**Dataset content**
↓↓↓

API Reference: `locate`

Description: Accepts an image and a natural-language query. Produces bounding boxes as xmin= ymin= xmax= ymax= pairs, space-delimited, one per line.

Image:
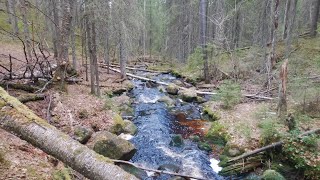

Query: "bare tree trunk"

xmin=310 ymin=0 xmax=320 ymax=37
xmin=149 ymin=1 xmax=152 ymax=59
xmin=104 ymin=30 xmax=110 ymax=74
xmin=71 ymin=11 xmax=77 ymax=70
xmin=200 ymin=0 xmax=209 ymax=83
xmin=20 ymin=0 xmax=33 ymax=78
xmin=0 ymin=87 xmax=138 ymax=180
xmin=143 ymin=0 xmax=146 ymax=60
xmin=7 ymin=0 xmax=19 ymax=35
xmin=119 ymin=27 xmax=127 ymax=79
xmin=52 ymin=0 xmax=60 ymax=58
xmin=266 ymin=0 xmax=279 ymax=89
xmin=283 ymin=0 xmax=291 ymax=40
xmin=86 ymin=15 xmax=96 ymax=95
xmin=92 ymin=16 xmax=101 ymax=97
xmin=278 ymin=59 xmax=288 ymax=119
xmin=55 ymin=0 xmax=74 ymax=91
xmin=285 ymin=0 xmax=298 ymax=59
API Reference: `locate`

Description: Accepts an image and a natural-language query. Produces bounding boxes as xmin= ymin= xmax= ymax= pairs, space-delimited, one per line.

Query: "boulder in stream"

xmin=87 ymin=131 xmax=136 ymax=160
xmin=123 ymin=120 xmax=137 ymax=135
xmin=179 ymin=88 xmax=197 ymax=102
xmin=158 ymin=163 xmax=180 ymax=173
xmin=159 ymin=95 xmax=175 ymax=107
xmin=166 ymin=83 xmax=179 ymax=95
xmin=110 ymin=114 xmax=137 ymax=135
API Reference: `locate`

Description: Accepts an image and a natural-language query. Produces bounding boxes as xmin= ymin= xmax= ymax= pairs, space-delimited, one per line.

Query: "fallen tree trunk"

↑↑↑

**Task to carry out**
No pictures belong in the answer; copy all other parts of the listing exactly.

**Result for this task**
API Reference: `locate`

Description: Accepts an image and a natural-language query. Produces bounding boxes as xmin= ymin= xmax= ymax= pairs, space-delimited, one per line.

Image:

Query: "bare tree trunk"

xmin=310 ymin=0 xmax=320 ymax=37
xmin=149 ymin=1 xmax=152 ymax=59
xmin=104 ymin=30 xmax=110 ymax=74
xmin=71 ymin=11 xmax=77 ymax=70
xmin=200 ymin=0 xmax=209 ymax=83
xmin=20 ymin=0 xmax=33 ymax=78
xmin=0 ymin=87 xmax=138 ymax=180
xmin=143 ymin=0 xmax=146 ymax=60
xmin=7 ymin=0 xmax=19 ymax=35
xmin=119 ymin=27 xmax=127 ymax=79
xmin=52 ymin=0 xmax=60 ymax=58
xmin=266 ymin=0 xmax=279 ymax=89
xmin=283 ymin=0 xmax=291 ymax=40
xmin=86 ymin=15 xmax=96 ymax=95
xmin=92 ymin=16 xmax=101 ymax=97
xmin=278 ymin=59 xmax=288 ymax=119
xmin=55 ymin=0 xmax=74 ymax=91
xmin=285 ymin=0 xmax=298 ymax=59
API Reference: `locate`

Description: Accepts an image and a natural-language query. Produces bounding boxes as xmin= ymin= xmax= ymax= pairs, space-delimited, one per line.

Query: "boulder in stream"

xmin=87 ymin=131 xmax=136 ymax=160
xmin=123 ymin=120 xmax=137 ymax=135
xmin=179 ymin=88 xmax=197 ymax=102
xmin=158 ymin=163 xmax=180 ymax=173
xmin=159 ymin=95 xmax=175 ymax=107
xmin=166 ymin=83 xmax=179 ymax=95
xmin=110 ymin=114 xmax=137 ymax=135
API Reference: `locate`

Description: Accepts an image and a natural-language query. Produces bounding boxes as xmin= ymin= xmax= ymax= pairs, space-delimited, one per line.

Query: "fallen tree trunk"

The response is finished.